= Beginning of Section =
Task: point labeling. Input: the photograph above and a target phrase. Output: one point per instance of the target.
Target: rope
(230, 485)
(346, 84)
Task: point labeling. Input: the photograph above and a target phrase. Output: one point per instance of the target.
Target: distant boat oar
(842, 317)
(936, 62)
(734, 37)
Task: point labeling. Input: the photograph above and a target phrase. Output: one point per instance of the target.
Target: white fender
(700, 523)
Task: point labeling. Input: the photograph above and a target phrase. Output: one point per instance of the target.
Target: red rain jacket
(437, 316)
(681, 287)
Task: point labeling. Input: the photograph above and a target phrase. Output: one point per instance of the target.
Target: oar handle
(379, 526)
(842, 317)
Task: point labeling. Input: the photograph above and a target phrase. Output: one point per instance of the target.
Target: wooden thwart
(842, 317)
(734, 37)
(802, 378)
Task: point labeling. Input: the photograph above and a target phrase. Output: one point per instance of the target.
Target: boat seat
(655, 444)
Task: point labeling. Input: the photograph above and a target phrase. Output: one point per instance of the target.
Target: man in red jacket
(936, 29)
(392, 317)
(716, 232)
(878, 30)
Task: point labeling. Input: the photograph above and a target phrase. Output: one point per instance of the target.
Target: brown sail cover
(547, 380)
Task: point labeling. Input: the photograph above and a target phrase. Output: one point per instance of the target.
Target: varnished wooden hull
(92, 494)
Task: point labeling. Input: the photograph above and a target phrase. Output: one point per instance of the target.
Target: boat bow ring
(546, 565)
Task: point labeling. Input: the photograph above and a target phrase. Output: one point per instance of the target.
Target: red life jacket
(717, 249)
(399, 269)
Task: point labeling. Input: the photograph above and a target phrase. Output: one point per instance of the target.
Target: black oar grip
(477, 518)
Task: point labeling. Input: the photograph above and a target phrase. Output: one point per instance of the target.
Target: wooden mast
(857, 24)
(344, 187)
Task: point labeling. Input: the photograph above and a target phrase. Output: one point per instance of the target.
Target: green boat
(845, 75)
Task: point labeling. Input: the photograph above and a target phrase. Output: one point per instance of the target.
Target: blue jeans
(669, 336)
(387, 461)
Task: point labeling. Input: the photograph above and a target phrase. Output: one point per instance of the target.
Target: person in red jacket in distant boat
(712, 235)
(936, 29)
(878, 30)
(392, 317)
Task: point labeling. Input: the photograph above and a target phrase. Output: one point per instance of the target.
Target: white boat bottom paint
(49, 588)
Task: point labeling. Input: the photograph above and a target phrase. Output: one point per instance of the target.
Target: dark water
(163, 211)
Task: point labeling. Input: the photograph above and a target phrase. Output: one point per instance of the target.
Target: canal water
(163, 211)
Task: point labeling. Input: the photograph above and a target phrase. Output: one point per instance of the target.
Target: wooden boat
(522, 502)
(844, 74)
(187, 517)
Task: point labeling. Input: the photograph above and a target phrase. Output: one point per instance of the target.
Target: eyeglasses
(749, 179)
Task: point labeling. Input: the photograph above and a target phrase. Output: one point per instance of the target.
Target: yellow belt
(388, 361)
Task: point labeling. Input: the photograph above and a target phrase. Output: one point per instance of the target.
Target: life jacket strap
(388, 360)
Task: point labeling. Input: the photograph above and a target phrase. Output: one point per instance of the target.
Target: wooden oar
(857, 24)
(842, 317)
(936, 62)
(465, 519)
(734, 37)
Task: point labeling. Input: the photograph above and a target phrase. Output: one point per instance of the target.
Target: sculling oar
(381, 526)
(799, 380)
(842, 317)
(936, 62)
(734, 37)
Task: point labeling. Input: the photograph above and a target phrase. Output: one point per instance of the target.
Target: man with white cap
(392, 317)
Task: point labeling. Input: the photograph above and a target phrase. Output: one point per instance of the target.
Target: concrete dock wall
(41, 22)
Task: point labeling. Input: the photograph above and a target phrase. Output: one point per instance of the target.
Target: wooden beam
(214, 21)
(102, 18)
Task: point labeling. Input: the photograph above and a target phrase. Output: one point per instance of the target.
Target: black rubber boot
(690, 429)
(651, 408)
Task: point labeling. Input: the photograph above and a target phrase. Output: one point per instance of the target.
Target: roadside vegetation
= End of Section =
What is needed is a word-for-word copy of the material above.

Task: point labeling. Input: the photograph above and a target phrase. Output: one point per instance of the target.
Target: rope
(230, 485)
(346, 84)
Task: point labeling. Input: the photograph above and a target phrase. Output: one point per instance of the target.
Target: distant boat oar
(842, 317)
(936, 62)
(734, 37)
Task: point labeling. Input: the photograph above and a target phrase. Output: one point per instance of the target.
Target: white fender
(700, 523)
Task: point labeling. Input: the photograph above and a target phrase. Output: one point per instance of the target.
Target: red rain jacket
(437, 316)
(681, 287)
Task: point labeling. Input: the photograph above and a target phrase. Output: one point per instance of the target.
Target: oar handle
(379, 526)
(842, 317)
Task: point labeling. Input: the photograph above and a target phrase. Output: one point per instance of the target.
Target: wooden thwart
(842, 317)
(734, 37)
(802, 378)
Task: point labeling. Input: the photograph above and a target phrase. Output: one point per instance of the target.
Target: boat seat
(655, 444)
Task: point labeling. Input: the photograph above and a target phrase. Output: one point per instance of the target.
Target: man in red jacket
(936, 29)
(392, 317)
(716, 232)
(878, 30)
Task: point labeling. Input: the photograph above and a target phrase. Output: one point per instance of the target.
Target: brown sail cover
(547, 380)
Task: point labeling. Input: the photograph above and a target phrase. Output: one point per instance of the target.
Target: varnished wooden hull
(92, 494)
Task: point labeling. Input: the photograph above and a target phrase. Output: one point per instance of the target.
Target: boat bow ring
(546, 565)
Task: point labeling. Input: the photograph above and a target phrase. Output: one point per instance of the target.
Target: red life jacket
(717, 249)
(399, 269)
Task: point labeling. Input: the photograph above and a target phrase. Output: one point per instance of the target.
Target: black oar grip
(477, 518)
Task: point labeling. Input: the photograph above and a target phrase. Output: one point per instance of the target.
Target: wooden mast
(857, 24)
(344, 187)
Task: point labeling. Input: the photograph above and a target phrase. Output: one point per instance of the target.
Target: green boat
(845, 75)
Task: point labeling. Input: the photograph above and a target phrase. Output: one point per instance of the target.
Target: blue jeans
(669, 336)
(387, 461)
Task: point labeling. Input: the photograph above and a target phrase. Output: one point per instance of the target.
Target: person in red jacket in distant boat
(712, 235)
(936, 29)
(878, 30)
(392, 317)
Task: point labeling. Input: the photograph above and a target phrase. Output: one point per instance of the target.
Target: white boat bottom paint
(49, 588)
Task: point labeling. Input: the photograph above and a target phrase. Output: one point per instance of the target.
Target: dark water
(163, 211)
Task: point labeling. Input: the photograph above and a target phrase. Output: one point per instance of the target.
Target: canal water
(163, 211)
Task: point labeling. Input: the photograph above and a target phrase. Output: one point per instance of the target.
Target: wooden boat
(522, 502)
(844, 74)
(187, 517)
Task: point labeling. Input: the photograph above and a target phrase. Output: one point per instance of the target.
Target: eyeglasses
(749, 179)
Task: point labeling. Input: the photograph above and a target phrase. Output: one point per instance of the target.
Target: yellow belt
(388, 361)
Task: point labeling. Input: the photograph above and a target phrase. Output: one point per instance of the target.
Target: life jacket strap
(388, 360)
Task: point labeling. Input: the photograph above and a target phrase. Output: one point per instance of the target.
Target: wooden oar
(857, 24)
(842, 317)
(936, 62)
(465, 519)
(734, 37)
Task: point labeling. Input: the photograph above and a target phrase. Output: one point per instance of the target.
Target: sculling oar
(381, 526)
(799, 380)
(842, 317)
(936, 62)
(734, 37)
Task: point labeling. Input: the photograph above and a target phrase. Output: one point per instance of the target.
Target: man with white cap
(392, 317)
Task: point labeling. Input: the photograph above and a target phrase. Output: one point per instance of the target.
Target: concrete dock wall
(41, 22)
Task: point labeling. Input: the photograph above and a target phrase. Output: one point per instance of the target.
Target: wooden beam
(214, 21)
(102, 18)
Task: point labeling. Input: the photograph above and a target phrase. Output: one point per instance of the target.
Target: black rubber boot
(690, 429)
(651, 408)
Task: point labeling. Input: the photograph above and a target phrase. Output: one point per instance of the target.
Target: roadside vegetation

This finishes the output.